-- Opening Marker --

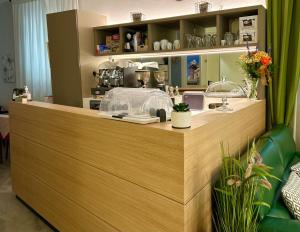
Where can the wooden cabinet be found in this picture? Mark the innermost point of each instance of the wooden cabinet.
(85, 173)
(176, 28)
(71, 52)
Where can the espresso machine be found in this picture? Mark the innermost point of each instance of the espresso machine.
(109, 76)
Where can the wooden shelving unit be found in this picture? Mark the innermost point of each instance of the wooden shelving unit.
(176, 28)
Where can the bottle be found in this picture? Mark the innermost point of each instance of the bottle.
(27, 93)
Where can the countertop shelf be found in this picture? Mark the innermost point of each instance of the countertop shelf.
(175, 28)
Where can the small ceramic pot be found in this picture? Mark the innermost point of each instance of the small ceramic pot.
(181, 120)
(164, 44)
(176, 44)
(156, 46)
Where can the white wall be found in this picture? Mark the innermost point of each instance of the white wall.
(6, 48)
(118, 11)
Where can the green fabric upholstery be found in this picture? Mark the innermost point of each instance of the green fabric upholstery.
(284, 138)
(278, 150)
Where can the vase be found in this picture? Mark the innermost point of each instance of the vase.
(252, 84)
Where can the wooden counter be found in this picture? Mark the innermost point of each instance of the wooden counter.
(84, 173)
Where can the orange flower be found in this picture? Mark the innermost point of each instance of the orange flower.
(265, 60)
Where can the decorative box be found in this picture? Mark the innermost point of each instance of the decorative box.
(248, 23)
(249, 36)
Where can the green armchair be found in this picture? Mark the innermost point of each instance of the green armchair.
(278, 150)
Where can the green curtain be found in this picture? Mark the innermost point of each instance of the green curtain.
(284, 40)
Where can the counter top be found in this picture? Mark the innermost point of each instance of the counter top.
(198, 120)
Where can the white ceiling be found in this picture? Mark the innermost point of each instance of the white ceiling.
(118, 11)
(2, 1)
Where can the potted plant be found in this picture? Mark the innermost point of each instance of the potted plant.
(237, 193)
(258, 67)
(181, 116)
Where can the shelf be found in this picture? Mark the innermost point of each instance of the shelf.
(176, 28)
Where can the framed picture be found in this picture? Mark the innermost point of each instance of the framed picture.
(193, 70)
(8, 69)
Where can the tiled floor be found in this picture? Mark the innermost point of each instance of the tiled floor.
(14, 216)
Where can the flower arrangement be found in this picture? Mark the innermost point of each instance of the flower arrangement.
(238, 190)
(258, 66)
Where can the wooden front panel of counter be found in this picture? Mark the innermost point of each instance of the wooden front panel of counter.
(116, 176)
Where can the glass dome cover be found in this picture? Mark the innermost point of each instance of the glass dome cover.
(225, 89)
(135, 101)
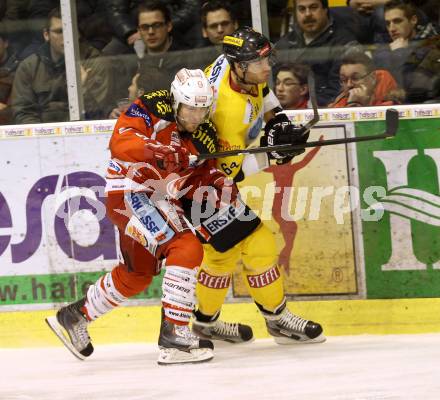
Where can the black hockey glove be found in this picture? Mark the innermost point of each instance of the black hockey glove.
(280, 130)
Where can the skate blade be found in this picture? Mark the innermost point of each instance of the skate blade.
(289, 341)
(175, 356)
(59, 331)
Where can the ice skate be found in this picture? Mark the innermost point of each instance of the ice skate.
(70, 325)
(288, 328)
(215, 329)
(178, 345)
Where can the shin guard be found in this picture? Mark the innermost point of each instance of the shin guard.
(102, 297)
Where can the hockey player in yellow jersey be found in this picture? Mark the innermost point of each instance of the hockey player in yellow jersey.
(242, 103)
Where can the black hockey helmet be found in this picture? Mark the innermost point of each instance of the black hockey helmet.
(245, 45)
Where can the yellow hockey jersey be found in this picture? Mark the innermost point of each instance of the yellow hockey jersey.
(238, 117)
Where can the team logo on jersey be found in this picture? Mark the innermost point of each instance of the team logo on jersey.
(136, 234)
(135, 111)
(114, 166)
(233, 41)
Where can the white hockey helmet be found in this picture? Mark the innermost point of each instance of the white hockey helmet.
(191, 87)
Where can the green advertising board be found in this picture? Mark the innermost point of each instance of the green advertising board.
(402, 177)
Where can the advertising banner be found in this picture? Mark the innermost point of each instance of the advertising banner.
(349, 220)
(54, 237)
(401, 225)
(306, 204)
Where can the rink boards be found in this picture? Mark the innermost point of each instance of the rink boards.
(357, 221)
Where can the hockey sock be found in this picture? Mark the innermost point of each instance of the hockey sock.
(266, 287)
(102, 297)
(211, 291)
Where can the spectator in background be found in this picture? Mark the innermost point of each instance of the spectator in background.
(406, 51)
(8, 65)
(136, 89)
(123, 18)
(362, 85)
(39, 92)
(154, 27)
(291, 86)
(319, 43)
(218, 20)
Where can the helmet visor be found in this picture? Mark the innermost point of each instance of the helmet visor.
(192, 115)
(262, 63)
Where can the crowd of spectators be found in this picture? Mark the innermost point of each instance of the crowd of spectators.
(367, 53)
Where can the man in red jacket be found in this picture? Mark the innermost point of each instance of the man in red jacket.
(149, 174)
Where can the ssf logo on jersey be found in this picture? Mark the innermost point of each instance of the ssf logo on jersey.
(146, 212)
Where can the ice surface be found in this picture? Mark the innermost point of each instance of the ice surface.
(343, 368)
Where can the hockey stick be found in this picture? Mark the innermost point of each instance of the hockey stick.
(391, 120)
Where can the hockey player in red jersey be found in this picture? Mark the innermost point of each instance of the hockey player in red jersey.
(149, 175)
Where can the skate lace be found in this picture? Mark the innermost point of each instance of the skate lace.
(185, 332)
(226, 328)
(81, 334)
(293, 322)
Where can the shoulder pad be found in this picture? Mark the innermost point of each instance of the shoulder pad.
(158, 103)
(204, 138)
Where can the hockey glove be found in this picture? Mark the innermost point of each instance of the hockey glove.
(167, 158)
(280, 130)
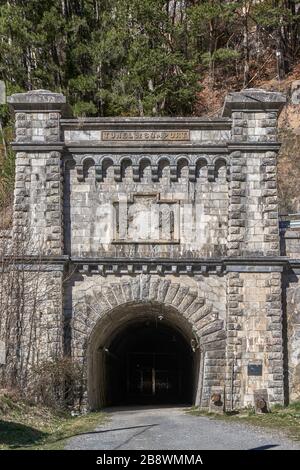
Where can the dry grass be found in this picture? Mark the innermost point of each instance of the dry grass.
(25, 425)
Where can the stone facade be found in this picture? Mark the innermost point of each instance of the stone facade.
(170, 218)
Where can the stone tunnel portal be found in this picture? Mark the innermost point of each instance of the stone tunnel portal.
(148, 360)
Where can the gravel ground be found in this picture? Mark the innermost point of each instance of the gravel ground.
(170, 428)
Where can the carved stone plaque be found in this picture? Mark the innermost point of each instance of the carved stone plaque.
(145, 135)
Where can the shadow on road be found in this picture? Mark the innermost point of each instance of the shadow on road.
(265, 447)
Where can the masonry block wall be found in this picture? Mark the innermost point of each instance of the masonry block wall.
(178, 212)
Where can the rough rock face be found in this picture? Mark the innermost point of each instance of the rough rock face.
(146, 218)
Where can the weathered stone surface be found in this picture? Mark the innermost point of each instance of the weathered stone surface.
(165, 220)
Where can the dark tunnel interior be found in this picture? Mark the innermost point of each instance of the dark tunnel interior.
(149, 363)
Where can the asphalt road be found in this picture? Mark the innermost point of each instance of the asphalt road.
(170, 428)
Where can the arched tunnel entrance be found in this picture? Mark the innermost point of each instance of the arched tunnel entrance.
(147, 363)
(147, 354)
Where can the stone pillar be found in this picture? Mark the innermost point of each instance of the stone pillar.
(253, 206)
(254, 311)
(38, 187)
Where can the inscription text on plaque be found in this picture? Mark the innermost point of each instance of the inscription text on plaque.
(145, 135)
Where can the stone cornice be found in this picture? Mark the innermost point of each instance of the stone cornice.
(161, 266)
(137, 123)
(37, 146)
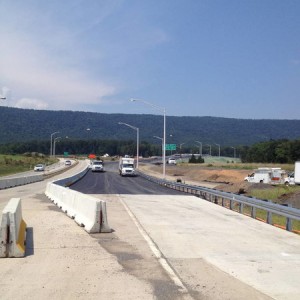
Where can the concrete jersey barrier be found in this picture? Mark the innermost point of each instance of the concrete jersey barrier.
(87, 211)
(13, 230)
(16, 181)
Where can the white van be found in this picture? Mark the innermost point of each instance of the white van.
(126, 166)
(267, 175)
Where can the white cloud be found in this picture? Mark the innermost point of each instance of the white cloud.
(35, 70)
(31, 103)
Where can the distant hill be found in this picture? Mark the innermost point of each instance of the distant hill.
(19, 125)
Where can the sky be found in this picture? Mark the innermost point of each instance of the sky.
(229, 58)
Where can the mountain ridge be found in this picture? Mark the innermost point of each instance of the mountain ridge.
(21, 125)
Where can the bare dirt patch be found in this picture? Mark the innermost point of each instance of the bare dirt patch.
(227, 180)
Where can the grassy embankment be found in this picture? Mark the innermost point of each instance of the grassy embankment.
(272, 194)
(12, 164)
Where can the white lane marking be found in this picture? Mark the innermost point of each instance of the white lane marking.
(155, 250)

-- Closing Marker --

• What the exercise asks:
Working from the line containing "Where can the inscription" to the last line of the data, retype every line exactly, both ends included, and leave out all pictures.

• Exercise output:
Where can the inscription text on plaque be found in this picture? Mark the innermost point of each instance of the inscription text on plaque.
(145, 135)
Where can the stone cornice be found in this picture? Mark the innermost point of each instance of the stone cornice.
(161, 266)
(137, 123)
(37, 146)
Where can the concrete jersey barrier be found in this picture? Mark the innermost point of each instance of the concrete jersey barrier.
(87, 211)
(13, 230)
(16, 181)
Where can the white van be found in this picture? Mark the innermost point of each instance of the white van.
(126, 166)
(267, 175)
Where can the white cloud be found in this picture? Mark the innermost point of each instance of the white cloud.
(35, 70)
(31, 103)
Where can the distant hill be found in this picture? Mark the innermost point of each instance of the distant hill.
(19, 125)
Where can the sky be found in this picture? Mark the innermost point of each instance of the sky.
(229, 58)
Where can the mountain ridge be found in this picture? Mark the innermost point of each instance of the mountain ridge.
(21, 125)
Where can the bare dirt patch be found in this picture? Mark the innermost point of each instance of the bare dirt patch.
(227, 180)
Where can the grassy embankment be found in this picture? Mark the innermost point of each instance of the grassy embankment.
(272, 194)
(12, 164)
Where can the white lane marking be found in this picture? Mark the innermost point of each instance of the white lane marking.
(155, 250)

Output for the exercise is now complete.